[Dataset excerpt]
────
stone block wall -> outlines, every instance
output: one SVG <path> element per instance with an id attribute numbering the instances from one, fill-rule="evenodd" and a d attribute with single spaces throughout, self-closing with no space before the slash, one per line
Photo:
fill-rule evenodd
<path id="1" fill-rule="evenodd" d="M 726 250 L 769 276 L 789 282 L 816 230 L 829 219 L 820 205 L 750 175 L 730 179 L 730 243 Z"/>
────
Exercise details: Output the lines above as a JSON list of strings, one string per line, and omit any blank lines.

Response below:
[
  "stone block wall -> outlines, every instance",
  "output: one SVG <path> element per instance with an id attribute numbering the instances from one, fill-rule=\"evenodd\" and a d attribute with single spaces throughout, self-closing with no space before the slash, one per line",
  "Photo:",
  "fill-rule evenodd",
  "<path id=\"1\" fill-rule=\"evenodd\" d=\"M 726 250 L 769 276 L 789 282 L 816 230 L 829 219 L 820 205 L 750 175 L 730 179 L 730 243 Z\"/>"
]